EXERCICE PROPOSÉ A
Extrayez du texte sur l'expérience OPERA le passage allant de « Nous avons noté, dans » jusqu'à « dans le vide. » inclus.
EXERCICE PROPOSÉ B
Répondez aux questions suivantes d'après le texte sur l'expérience OPERA :
(i) Comment se nomment les particules dont la vitesse de déplacement est en cause ?
(ii) À quoi le texte assimile-t-il la vitesse de la lumière ?
(iii) À quel savant sont associés les travaux devenus, selon le texte, un véritable dogme ?
EXERCICE PROPOSÉ C
Relevez toutes les formes verbales conjuguées au conditionnel dans le texte sur l'expérience OPERA.

##### TEXTE À LIRE

Les avatars de l’espace-temps dans la physique contemporaine. Quelques éléments d’actualité
Vu le succès innattendu rencontré après des Agoravoxiens par l'article sur l'expérience OPERA du Cern, permettez moi de vous communiquer la suite promise.
Nous avons noté, dans un article précédent (A propos de l'expérience OPERA) le grand nombre de réactions ayant suivi la publication d'un article assez ésotérique par lequel des chercheurs européens annonçaient, (sous couvert de confirmation) une légère différence entre la vitesse de déplacement de particules nommées neutrinos, telle qu'elle aurait été observée par eux lors d'une expérience récente, et celle qu'elle aurait du être dans le cadre des équations de la relativité restreinte. La nouvelle serait en effet d'importance, en termes de physique fondamentale, puisqu'elle pourrait conduire à reformuler ce que de multiples expériences paraissaient avoir confirmé, une structure de l'espace temps interdisant la possibilité de vitesses supérieure à celle de la lumière, c'est-à-dire la vitesse de photons dans le vide.
De plus, dans le grand public, cette annonce a poussé certaines personnes à remettre en cause ce qui était devenu un véritable dogme associé aux travaux ayant rendu Albert Einstein célèbre. Les iconoclastes, ceux pour qui rien n'est plus urgent que renverser les idoles, se sont précipités sur l'occasion, sans chercher à comprendre le fond du problème. Plus généralement, beaucoup ont vu là une opportunité pour relancer des rêves jusque là réservés à la science fiction, c'est-à-dire la possibilité pour des humains ou des machines conçues par eux de voyager dans le temps ou dans un lointain espace.

##########
##### MATÉRIEL RECUEILLI

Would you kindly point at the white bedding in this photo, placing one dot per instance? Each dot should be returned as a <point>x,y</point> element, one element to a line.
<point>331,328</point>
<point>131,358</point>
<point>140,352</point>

##########

SOLUTION DÉTAILLÉE A
Nous avons noté, dans un article précédent (A propos de l'expérience OPERA) le grand nombre de réactions ayant suivi la publication d'un article assez ésotérique par lequel des chercheurs européens annonçaient, (sous couvert de confirmation) une légère différence entre la vitesse de déplacement de particules nommées neutrinos, telle qu'elle aurait été observée par eux lors d'une expérience récente, et celle qu'elle aurait du être dans le cadre des équations de la relativité restreinte. La nouvelle serait en effet d'importance, en termes de physique fondamentale, puisqu'elle pourrait conduire à reformuler ce que de multiples expériences paraissaient avoir confirmé, une structure de l'espace temps interdisant la possibilité de vitesses supérieure à celle de la lumière, c'est-à-dire la vitesse de photons dans le vide.

SOLUTION DÉTAILLÉE B
(i) Les neutrinos.
(ii) À la vitesse de photons dans le vide.
(iii) Albert Einstein.

SOLUTION DÉTAILLÉE C
aurait été observée
aurait du être
serait
pourrait